> _Exercise instructions_:
In the records below, begin at the line that has "target | white baseboard trim" and stop after the line that has "target | frosted glass light globe"; quote those lines verbatim and nothing more.

> _Data in this exercise_:

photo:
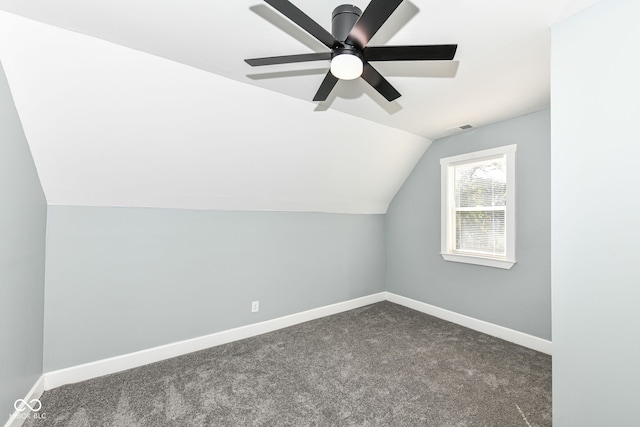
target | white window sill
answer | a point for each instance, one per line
(488, 262)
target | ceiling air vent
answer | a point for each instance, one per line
(459, 128)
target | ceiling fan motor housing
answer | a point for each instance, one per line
(343, 19)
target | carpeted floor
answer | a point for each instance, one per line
(380, 365)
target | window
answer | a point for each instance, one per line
(478, 207)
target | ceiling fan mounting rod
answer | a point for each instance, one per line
(343, 19)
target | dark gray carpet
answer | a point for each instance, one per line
(380, 365)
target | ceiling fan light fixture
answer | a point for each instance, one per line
(346, 66)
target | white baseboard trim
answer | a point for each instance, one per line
(144, 357)
(139, 358)
(18, 418)
(511, 335)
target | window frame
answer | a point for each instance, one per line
(448, 209)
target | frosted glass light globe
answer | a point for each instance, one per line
(346, 66)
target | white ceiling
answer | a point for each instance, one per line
(169, 115)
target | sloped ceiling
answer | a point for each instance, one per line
(149, 103)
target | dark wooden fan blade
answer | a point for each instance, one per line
(288, 59)
(410, 53)
(325, 88)
(375, 79)
(371, 20)
(309, 25)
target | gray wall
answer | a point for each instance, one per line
(519, 298)
(22, 244)
(125, 279)
(596, 227)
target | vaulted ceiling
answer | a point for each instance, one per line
(149, 103)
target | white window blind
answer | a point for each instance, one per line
(480, 204)
(478, 207)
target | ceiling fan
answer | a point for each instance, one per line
(351, 30)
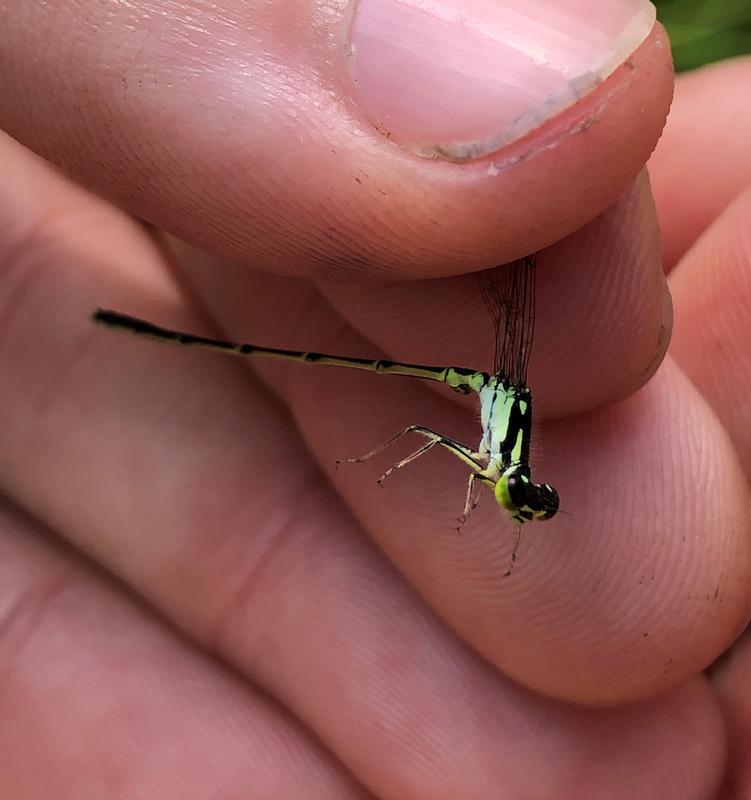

> _Answer to the exercise_:
target | white baseboard trim
answer | a point for each instance, one per line
(144, 357)
(139, 358)
(18, 418)
(511, 335)
target | window frame
answer | a point for each instance, one per line
(448, 209)
target | frosted glass light globe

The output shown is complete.